*REQUIREMENT*
Give the lines of the data from the one containing "neck in the photo above." through the end as a numbered list, leaving out any blank lines.

= = = =

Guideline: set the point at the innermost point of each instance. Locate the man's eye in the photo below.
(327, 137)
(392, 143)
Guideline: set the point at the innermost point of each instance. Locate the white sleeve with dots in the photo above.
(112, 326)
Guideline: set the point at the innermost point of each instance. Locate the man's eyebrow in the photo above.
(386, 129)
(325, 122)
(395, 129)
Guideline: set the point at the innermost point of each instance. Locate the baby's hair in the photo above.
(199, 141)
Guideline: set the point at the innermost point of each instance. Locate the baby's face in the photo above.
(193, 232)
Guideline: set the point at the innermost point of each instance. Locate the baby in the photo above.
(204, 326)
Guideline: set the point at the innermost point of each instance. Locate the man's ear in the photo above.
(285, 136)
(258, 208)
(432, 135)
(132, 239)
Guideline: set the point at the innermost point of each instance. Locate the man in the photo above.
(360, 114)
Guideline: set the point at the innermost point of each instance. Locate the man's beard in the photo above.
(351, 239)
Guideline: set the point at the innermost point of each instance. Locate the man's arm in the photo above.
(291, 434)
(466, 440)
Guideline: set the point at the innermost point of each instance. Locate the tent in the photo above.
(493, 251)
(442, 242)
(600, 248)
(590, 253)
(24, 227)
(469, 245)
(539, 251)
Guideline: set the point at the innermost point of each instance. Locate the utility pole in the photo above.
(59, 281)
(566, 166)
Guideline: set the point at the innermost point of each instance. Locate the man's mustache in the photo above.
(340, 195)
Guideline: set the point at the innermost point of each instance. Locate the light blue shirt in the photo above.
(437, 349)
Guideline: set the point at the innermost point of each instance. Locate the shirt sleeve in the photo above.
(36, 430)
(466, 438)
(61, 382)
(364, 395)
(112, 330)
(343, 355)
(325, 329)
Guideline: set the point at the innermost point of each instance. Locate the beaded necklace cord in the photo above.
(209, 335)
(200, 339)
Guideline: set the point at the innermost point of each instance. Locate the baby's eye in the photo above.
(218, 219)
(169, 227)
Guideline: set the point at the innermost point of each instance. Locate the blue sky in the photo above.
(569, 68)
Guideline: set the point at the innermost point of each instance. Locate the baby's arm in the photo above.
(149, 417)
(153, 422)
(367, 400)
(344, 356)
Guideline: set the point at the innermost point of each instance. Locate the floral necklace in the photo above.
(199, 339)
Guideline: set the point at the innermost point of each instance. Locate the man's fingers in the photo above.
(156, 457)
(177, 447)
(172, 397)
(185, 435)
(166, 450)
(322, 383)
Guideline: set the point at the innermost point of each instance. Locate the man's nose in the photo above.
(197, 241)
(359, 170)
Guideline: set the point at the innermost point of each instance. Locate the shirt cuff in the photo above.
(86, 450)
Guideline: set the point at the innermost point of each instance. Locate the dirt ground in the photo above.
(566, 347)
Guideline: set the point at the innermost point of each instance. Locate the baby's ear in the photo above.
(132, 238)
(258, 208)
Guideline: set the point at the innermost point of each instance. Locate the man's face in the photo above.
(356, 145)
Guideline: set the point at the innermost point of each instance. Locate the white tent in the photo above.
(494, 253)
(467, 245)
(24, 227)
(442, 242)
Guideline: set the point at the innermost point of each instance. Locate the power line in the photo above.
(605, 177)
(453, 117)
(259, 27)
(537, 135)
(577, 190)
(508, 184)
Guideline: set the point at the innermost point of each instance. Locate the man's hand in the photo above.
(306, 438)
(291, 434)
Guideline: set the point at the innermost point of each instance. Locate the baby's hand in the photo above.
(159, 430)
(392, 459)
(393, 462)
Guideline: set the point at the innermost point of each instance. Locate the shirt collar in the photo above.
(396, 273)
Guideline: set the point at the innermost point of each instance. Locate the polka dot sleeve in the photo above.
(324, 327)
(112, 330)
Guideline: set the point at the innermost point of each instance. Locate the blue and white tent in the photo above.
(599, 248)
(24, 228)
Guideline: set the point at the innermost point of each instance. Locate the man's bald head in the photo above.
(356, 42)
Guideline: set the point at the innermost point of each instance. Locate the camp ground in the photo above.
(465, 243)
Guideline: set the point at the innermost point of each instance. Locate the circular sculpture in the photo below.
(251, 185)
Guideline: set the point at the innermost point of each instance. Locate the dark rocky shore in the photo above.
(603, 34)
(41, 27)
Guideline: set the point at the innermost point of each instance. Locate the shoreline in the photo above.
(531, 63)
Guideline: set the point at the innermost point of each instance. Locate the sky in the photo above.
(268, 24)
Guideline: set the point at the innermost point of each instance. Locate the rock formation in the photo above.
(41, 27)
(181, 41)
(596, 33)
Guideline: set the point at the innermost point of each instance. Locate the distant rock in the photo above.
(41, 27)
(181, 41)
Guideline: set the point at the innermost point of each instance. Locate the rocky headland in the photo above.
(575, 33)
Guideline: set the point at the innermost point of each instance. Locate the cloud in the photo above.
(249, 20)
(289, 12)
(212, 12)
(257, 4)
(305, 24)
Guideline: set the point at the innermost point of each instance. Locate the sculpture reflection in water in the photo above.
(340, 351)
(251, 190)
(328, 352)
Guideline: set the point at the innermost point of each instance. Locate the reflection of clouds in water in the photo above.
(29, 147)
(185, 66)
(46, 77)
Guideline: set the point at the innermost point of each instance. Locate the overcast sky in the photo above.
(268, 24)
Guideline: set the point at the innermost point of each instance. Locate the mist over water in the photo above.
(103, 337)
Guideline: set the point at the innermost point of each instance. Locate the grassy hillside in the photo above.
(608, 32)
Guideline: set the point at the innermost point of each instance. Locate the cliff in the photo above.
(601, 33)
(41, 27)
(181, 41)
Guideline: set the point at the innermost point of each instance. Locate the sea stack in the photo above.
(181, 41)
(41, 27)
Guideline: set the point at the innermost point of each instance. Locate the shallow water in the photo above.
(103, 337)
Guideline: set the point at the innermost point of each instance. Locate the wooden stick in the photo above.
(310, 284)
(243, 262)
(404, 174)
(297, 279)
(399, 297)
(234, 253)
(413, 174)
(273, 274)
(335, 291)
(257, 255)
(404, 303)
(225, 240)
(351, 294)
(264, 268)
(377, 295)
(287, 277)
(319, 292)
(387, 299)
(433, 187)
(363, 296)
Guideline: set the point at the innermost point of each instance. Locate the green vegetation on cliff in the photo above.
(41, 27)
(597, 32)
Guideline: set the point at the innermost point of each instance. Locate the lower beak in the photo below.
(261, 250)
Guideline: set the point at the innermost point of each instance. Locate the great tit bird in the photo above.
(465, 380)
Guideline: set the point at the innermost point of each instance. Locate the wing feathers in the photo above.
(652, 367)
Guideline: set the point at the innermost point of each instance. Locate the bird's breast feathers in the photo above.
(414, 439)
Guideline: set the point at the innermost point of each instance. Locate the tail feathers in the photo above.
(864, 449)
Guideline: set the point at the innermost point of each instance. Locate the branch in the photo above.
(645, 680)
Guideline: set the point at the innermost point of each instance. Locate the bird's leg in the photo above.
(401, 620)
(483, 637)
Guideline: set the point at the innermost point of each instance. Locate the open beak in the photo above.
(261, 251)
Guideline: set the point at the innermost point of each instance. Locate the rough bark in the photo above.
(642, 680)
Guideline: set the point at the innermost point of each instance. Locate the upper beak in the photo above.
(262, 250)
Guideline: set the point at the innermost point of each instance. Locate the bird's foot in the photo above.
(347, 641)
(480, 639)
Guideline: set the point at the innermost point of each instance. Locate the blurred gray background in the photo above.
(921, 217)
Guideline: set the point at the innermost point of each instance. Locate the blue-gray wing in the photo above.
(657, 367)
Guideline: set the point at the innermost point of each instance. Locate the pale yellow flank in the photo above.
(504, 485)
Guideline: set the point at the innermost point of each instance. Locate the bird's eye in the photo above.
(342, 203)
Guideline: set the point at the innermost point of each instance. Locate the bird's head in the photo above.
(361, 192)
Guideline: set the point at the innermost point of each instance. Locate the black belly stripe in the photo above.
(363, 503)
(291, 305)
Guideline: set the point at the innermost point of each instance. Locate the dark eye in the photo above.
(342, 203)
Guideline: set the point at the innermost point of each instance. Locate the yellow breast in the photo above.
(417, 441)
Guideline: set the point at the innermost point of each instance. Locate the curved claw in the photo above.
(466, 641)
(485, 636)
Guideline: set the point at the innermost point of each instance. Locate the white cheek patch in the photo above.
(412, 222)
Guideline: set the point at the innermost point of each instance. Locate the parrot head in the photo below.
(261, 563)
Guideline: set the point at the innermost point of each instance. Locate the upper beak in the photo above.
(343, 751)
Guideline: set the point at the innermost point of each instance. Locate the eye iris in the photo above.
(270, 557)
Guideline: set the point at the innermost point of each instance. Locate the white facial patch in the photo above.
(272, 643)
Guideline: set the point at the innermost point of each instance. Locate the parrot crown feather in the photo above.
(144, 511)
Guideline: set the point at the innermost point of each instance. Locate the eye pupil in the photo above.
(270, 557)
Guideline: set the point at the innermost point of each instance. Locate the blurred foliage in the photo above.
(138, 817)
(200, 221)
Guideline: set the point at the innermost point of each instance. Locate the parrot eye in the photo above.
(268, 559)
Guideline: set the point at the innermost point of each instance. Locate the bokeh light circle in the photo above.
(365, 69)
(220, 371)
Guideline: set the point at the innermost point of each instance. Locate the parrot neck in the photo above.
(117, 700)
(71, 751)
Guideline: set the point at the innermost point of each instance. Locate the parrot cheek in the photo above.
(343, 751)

= = = =

*TASK OUTPUT*
1. Guideline: set the point at the innermost point of each instance. Locate the parrot neck in the photo above.
2. (117, 700)
3. (71, 751)
4. Guideline: set the point at the innermost point of each instance. Locate the parrot cheek in the photo above.
5. (343, 751)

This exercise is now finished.